■ **Task objective**
According to the text on FDA drug retesting, how much did Makena cost for the treatment?

■ **Text**
When the FDA instituted new testing standards to relicense old or untested drugs, surely their goal was to ensure the safety and efficacy of prescription medications. But the change also allows drug makers to gain exclusive rights to sell retested drugs, and force the production of “copies” to cease, meaning the costs of routinely-used medications could increase a hundredfold with minimal added research, development and clinical value.
For example: In women with prior preterm deliveries, 17 alpha-hydroxyprogesterone caproate (17OHP) was found to reduce the risk of preterm births and several related medical complications in preterm infants. It was widely available by prescription at specialized pharmacies, costing $300 for the 20-week treatment course.
[See also: Drug costs to rise up to 4 percent in 2013]
In 2011, the FDA approved Makena, a manufactured compound identical to 17OHP with the same medical indications. The cost, however, was different: $29,000 for the same treatment.

■ **Given entries**
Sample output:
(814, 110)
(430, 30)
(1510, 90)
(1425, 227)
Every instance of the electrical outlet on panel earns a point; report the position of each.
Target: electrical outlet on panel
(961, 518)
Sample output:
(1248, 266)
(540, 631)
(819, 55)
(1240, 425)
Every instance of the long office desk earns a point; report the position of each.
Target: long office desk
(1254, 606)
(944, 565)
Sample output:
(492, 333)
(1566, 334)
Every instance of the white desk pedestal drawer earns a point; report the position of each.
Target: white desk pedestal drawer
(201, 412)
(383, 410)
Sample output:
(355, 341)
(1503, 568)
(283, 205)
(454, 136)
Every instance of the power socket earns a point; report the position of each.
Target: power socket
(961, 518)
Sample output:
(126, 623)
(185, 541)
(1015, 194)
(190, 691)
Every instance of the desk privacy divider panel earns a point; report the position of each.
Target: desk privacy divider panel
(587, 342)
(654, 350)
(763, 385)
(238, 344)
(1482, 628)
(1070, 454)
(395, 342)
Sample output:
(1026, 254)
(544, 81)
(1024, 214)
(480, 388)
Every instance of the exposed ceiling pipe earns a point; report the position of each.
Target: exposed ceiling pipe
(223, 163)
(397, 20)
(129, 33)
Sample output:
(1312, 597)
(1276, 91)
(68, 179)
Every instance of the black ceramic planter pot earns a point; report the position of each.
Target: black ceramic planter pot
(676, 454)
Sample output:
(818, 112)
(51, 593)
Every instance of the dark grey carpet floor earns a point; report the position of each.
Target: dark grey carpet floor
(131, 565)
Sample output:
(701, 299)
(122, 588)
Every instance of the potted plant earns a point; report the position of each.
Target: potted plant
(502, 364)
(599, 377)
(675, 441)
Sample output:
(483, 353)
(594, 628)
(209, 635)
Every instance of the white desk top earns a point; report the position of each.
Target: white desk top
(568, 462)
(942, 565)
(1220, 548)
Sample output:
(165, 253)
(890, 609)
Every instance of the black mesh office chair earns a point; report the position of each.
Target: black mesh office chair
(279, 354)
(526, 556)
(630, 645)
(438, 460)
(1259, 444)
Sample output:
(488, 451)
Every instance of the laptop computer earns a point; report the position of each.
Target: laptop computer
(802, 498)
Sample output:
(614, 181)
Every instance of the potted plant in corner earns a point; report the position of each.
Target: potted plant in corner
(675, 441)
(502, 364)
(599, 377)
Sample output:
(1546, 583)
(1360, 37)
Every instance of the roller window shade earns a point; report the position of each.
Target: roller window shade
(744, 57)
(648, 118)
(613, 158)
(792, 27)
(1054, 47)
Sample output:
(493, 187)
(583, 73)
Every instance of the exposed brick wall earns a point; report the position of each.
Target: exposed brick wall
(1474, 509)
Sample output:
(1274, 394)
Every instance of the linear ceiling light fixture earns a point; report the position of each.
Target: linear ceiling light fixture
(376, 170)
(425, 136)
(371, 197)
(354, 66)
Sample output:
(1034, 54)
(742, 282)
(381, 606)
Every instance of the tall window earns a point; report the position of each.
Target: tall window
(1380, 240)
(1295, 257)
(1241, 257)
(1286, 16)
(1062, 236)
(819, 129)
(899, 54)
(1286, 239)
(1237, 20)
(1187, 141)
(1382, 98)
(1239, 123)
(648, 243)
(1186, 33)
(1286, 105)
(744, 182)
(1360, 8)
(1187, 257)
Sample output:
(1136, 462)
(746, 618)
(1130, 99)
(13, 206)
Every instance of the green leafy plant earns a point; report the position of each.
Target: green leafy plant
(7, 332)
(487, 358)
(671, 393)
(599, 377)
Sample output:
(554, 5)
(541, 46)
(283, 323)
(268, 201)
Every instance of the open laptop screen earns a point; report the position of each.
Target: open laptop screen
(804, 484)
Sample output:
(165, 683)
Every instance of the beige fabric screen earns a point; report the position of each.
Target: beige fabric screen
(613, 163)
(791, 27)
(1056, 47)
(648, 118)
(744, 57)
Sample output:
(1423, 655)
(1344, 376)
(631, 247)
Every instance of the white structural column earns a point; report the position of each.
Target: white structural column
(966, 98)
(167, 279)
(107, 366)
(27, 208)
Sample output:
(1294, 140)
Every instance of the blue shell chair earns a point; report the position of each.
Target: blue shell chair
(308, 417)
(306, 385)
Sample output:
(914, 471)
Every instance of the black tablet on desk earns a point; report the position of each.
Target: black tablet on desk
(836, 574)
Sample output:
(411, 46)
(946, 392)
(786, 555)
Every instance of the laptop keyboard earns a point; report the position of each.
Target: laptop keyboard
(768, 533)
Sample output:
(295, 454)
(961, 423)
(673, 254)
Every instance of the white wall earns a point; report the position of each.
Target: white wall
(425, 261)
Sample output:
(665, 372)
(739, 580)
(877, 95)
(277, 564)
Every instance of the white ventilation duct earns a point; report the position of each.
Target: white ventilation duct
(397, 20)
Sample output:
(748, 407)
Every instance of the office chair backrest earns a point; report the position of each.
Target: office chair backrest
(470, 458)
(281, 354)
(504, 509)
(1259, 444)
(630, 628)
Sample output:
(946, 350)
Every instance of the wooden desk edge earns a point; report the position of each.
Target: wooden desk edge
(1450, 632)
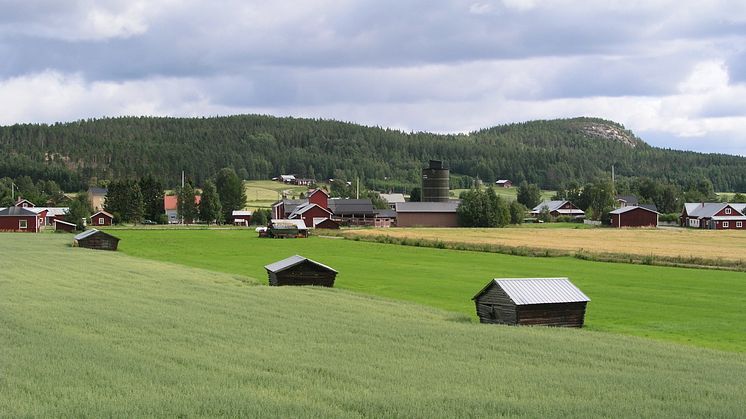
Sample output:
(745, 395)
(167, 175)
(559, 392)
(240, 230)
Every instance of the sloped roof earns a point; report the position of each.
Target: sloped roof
(450, 206)
(631, 208)
(294, 260)
(17, 211)
(340, 206)
(526, 291)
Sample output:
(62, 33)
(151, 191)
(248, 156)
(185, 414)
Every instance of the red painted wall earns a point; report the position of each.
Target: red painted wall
(10, 223)
(635, 218)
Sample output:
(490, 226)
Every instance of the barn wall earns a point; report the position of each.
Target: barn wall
(427, 219)
(561, 314)
(304, 274)
(494, 306)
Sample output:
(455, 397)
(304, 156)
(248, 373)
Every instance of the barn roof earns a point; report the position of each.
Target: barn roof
(17, 211)
(525, 291)
(294, 260)
(450, 206)
(91, 232)
(622, 210)
(340, 206)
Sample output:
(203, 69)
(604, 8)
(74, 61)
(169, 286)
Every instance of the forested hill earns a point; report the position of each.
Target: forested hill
(549, 153)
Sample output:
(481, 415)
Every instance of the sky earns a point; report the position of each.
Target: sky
(673, 72)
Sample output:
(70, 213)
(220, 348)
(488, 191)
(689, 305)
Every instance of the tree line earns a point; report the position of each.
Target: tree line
(551, 154)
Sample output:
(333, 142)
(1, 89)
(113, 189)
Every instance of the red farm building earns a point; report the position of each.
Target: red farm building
(19, 219)
(634, 217)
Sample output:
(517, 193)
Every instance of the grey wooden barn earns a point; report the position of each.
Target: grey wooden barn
(96, 239)
(298, 270)
(531, 301)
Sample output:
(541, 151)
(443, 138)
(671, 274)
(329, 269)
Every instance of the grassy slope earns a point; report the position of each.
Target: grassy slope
(697, 307)
(96, 334)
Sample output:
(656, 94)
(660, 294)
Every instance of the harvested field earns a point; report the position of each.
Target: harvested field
(669, 242)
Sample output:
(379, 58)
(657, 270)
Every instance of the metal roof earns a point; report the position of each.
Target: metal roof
(450, 206)
(340, 206)
(622, 210)
(526, 291)
(17, 211)
(293, 261)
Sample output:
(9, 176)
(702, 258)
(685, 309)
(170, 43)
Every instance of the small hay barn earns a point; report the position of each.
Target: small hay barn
(531, 301)
(298, 270)
(96, 239)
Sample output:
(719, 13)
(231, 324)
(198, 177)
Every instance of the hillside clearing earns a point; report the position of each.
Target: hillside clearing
(696, 307)
(119, 336)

■ **Exercise solution**
$29,000